== PROVIDED TEXT

Engaging Male Religious and Traditional Leaders to Advance the 1325 and 2250 Agendas


United Nations Security Council Resolution 1325 reaffirms the important role of women in the prevention and resolution of conflicts, peace negotiations, peacebuilding, peacekeeping, humanitarian response, and in post-conflict reconstruction. The resolution calls upon all actors to increase the participation of women and to incorporate gender perspectives in all peace and security efforts. In order to achieve the full and effective participation and leadership of women and young women in peace processes, will mean that both men and women in all of their diversities, will need to work towards this common goal together. This is also the same for United Nations Security Council Resolution 2250, in acknowledging and advancing the important role of youth within these same peace and security efforts.

The mission of the Network for Religious and Traditional Peacemakers is to enhance the effectiveness of efforts towards peaceful and inclusive societies by increasing the active collaboration between religious and traditional actors and other key stakeholders in conflict transformation. While the Network acknowledges the positive role of religion and religious and traditional actors in fostering peace, it also recognizes the need to pay attention to power dynamics and hierarchies that might limit inclusive participation. In religious and traditional settings, formal leadership tends to be dominated by males who are often the elders in their societies. Many of the efforts to support religious and traditional actors tend to focus almost solely on these men. Such a narrow focus can be harmful.

The Network’s Gender Transformative Programming

In order to address this issue, the Network utilizes gender-transformative programming to transform gender relations to promote equality through critical reflections and questioning of institutional policies and practices and social norms that create and reinforce gender inequalities and vulnerabilities for men and women.

To advance inclusivity and the “Leave No One Behind Agenda,” the Network engages male religious and traditional leaders through three different levels of change within their perspective communities: individual, institutional, and socio-cultural change. On the individual level, the Network engages male religious and traditional leaders to build their individual capacity and understanding on why it is important to be equal partners within these agendas and how it benefits them and their communities, as well as, how to be active supporters and allies within these efforts. Being an active supporter can include: voicing out their support within their communities and policy and advocacy fora; creating space within their communities and institutions for women and youth to actively participate and lead; and providing direct support to women and youth-led peace and security initiatives within their communities. 

On the institutional level, the Network enables discussions between religious institutions and civil society partners to advance policy change and/or address harmful policies or practices that currently exist and hinder the participation and leadership of women within peace and security spaces. These discussions take place within our Advisory Group Meetings for our members and supporters, as well as, through partner programming and international forums and debate. 

On the socio-cultural level, the Network facilitates inter and intra-faith dialogues through partnership with religious and traditional leaders and their communities in order to build community understanding and broader norm change. This includes addressing harmful gender roles, expectations and stereotypes. This in turn, encourages and fosters the uptake and acceptance of women and youth as active leaders and participants within these peace and security spaces. This type of work can also include active research and analysis in mapping out where religious leaders are presently active and working with diverse constituencies to facilitate a broader peace process.

====

### TASK DIRECTIONS
Reproduce, word for word, the stretch of the text on male religious and traditional leaders from "In order to address" through "men and women.".

== DATA SECTION

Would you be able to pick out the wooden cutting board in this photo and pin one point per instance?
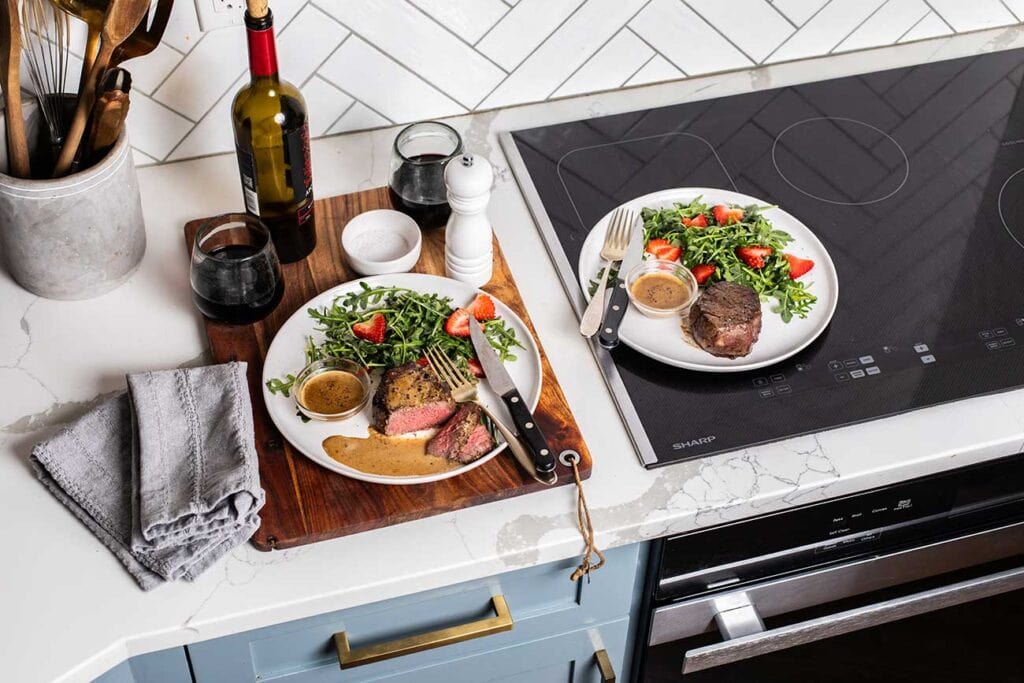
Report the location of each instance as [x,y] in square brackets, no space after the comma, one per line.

====

### ANSWER FOR THE TASK
In order to address this issue, the Network utilizes gender-transformative programming to transform gender relations to promote equality through critical reflections and questioning of institutional policies and practices and social norms that create and reinforce gender inequalities and vulnerabilities for men and women.